* [GOAL]
Which lines in the records below contain the string "sand"? Pick out and copy each of those lines, treating uppercase and lowercase letters as different.

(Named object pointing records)
Begin

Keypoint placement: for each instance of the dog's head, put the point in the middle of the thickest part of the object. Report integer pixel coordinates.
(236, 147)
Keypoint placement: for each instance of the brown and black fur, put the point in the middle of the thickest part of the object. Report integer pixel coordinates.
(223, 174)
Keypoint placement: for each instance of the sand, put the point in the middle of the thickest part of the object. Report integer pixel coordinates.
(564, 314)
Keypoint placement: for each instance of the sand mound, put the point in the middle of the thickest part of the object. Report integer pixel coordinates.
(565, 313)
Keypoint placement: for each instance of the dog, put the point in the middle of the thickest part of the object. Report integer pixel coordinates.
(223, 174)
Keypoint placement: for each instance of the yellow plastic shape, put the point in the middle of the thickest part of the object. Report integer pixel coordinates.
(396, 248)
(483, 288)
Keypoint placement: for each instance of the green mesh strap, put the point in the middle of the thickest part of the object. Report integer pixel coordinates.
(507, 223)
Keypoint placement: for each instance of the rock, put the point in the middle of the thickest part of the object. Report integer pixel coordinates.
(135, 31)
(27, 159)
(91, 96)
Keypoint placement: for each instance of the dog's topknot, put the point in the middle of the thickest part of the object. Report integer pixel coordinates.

End
Begin

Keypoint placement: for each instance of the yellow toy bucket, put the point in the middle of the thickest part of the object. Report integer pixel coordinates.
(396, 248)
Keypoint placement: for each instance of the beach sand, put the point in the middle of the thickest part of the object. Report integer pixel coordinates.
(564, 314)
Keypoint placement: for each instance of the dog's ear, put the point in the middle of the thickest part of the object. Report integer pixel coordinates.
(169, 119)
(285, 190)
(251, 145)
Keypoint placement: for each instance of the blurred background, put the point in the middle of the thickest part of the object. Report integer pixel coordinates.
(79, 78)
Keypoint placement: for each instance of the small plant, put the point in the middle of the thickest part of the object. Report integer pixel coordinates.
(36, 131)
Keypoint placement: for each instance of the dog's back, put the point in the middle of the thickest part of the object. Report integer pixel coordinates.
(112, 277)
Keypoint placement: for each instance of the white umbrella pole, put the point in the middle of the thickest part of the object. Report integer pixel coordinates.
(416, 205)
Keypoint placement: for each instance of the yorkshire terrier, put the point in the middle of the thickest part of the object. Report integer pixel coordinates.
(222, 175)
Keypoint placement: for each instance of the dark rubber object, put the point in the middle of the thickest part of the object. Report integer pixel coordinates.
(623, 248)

End

* [RESULT BELOW]
Keypoint placement: for each instance of the sand, put the point in the middle of the thickest part of the object. Report integer pixel coordinates.
Keypoint placement: for each instance of the sand mound, put the point in the middle of the thickest part of the object. Report integer pixel coordinates.
Keypoint placement: for each instance of the beach sand, put the point in the middle of the thickest part of the object. Report integer pixel coordinates.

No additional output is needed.